A resposta curta é: sim. Independente do engajamento que a cerimônia traz, ser premiado é um divisor de águas.
Os filmes vitoriosos, mesmo que não tenham tido uma boa bilheteria nos cinemas, chegam com outro status nas janelas de exibição seguintes - streaming, TV por assinatura e TV aberta. Isso garante mais renda para os donos dos direitos de exibição, além de audiência para as plataformas.
Um exemplo extremo é o de "Guerra ao Terror", o vitorioso da categoria principal de 2009. Dirigida por Kathryn Bigelow, a produção tinha tido pouca atenção da distribuidora brasileira e já estava disponível nas locadoras daqui. Para capitalizar com o Oscar, a empresa nacional se viu obrigada a recolher os DVDs para lançar a produção na tela grande, com toda a pompa.
Uma estatueta também muda o patamar de carreiras. Para diretores, produtores e atores, abre as portas para voos ainda maiores. Para os estúdios, é a chance de capitalizar com o status do vencedor em seus filmes mais comerciais. Ou seja, quando vão ganhar dinheiro.
O caminho oposto também existe. Quem se encaixa nele é Robert Downey Jr. O astro acumula altos e baixos na carreira, inclusive com problemas com a lei e a dependência química. A partir de 2008, ele se reencontrou com a fama mundial pelo papel de Tony Stark, o Homem de Ferro. A indicação ao Oscar de Melhor Ator Coadjuvante neste ano, por "Oppenheimer", o coloca no posto de aclamado pela crítica, culminando em uma das maiores voltas por cima da história de Hollywood.
Já a Netflix, a gigante do streaming, vem gastando milhões com o objetivo comercial de vencer na categoria de Melhor Filme. Tudo para agregar para si o status que a estatueta dourada traz - algo que ainda não conseguiu.
Correção de rota
Como vemos, o Oscar, enquanto produto, tem inegáveis pontos positivos. É por isso que a AMPAS está na busca de soluções para os problemas. Entre elas, a organização passou a convidar mais membros de todo o mundo, ampliando a diversidade de opiniões e origens entre os votantes do Oscar. Há, também, uma tentativa de dar espaço para os grandes produtos comerciais.

_LINHAS_:
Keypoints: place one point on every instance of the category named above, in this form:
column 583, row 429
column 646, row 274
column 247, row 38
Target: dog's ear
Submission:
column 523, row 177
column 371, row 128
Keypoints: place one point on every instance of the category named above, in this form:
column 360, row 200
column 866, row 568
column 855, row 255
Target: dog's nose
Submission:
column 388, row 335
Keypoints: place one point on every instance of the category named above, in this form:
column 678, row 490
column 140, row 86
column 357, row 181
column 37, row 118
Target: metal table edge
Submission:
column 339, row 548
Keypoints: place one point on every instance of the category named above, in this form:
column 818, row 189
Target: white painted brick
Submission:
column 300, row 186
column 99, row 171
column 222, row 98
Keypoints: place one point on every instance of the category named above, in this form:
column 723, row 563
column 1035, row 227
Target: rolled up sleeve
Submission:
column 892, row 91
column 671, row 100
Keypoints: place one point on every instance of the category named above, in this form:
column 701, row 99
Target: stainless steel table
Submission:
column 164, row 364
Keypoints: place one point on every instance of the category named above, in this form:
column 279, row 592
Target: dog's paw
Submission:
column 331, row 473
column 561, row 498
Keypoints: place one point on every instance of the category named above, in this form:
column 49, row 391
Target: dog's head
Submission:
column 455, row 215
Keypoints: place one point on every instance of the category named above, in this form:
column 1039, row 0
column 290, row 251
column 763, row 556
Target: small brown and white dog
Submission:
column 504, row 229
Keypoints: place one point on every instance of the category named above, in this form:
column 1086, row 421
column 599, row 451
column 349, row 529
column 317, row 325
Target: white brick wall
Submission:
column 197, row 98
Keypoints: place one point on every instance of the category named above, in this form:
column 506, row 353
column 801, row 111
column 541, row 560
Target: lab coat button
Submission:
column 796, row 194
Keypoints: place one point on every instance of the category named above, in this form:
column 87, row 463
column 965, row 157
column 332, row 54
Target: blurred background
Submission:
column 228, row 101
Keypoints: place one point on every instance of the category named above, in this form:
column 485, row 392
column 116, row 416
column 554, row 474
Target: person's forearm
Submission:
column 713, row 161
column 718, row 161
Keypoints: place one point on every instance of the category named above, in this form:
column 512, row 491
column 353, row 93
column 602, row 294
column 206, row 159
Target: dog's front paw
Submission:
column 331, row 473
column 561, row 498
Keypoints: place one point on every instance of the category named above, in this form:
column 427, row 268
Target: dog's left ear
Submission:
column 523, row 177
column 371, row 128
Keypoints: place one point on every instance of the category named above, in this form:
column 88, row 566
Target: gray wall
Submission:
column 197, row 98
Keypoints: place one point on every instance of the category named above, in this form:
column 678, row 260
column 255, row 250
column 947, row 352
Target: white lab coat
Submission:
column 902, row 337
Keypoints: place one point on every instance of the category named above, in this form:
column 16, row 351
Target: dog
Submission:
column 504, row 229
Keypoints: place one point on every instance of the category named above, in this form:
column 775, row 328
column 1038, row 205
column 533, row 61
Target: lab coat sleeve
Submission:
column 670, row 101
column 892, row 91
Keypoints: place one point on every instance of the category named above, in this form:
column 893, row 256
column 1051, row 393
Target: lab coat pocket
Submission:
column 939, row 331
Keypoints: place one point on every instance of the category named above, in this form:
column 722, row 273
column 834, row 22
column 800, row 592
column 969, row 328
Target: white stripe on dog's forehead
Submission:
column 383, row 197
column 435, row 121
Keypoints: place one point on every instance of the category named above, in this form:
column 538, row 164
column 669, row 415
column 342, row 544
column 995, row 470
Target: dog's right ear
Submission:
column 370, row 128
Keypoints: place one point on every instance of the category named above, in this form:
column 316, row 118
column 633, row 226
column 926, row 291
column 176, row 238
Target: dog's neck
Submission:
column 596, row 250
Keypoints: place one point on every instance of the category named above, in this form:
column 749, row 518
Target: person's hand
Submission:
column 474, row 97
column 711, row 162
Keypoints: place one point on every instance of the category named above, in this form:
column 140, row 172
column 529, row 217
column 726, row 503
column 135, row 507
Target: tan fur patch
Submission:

_TAREFAS A REALIZAR_:
**1.** Quem dirigiu "Guerra ao Terror", segundo o texto sobre o Oscar?
**2.** Reproduza o trecho do texto sobre o Oscar de "Correção de rota" até "grandes produtos comerciais.".

_RESPOSTAS DADAS_:
**1.** Kathryn Bigelow.

**2.**
Correção de rota
Como vemos, o Oscar, enquanto produto, tem inegáveis pontos positivos. É por isso que a AMPAS está na busca de soluções para os problemas. Entre elas, a organização passou a convidar mais membros de todo o mundo, ampliando a diversidade de opiniões e origens entre os votantes do Oscar. Há, também, uma tentativa de dar espaço para os grandes produtos comerciais.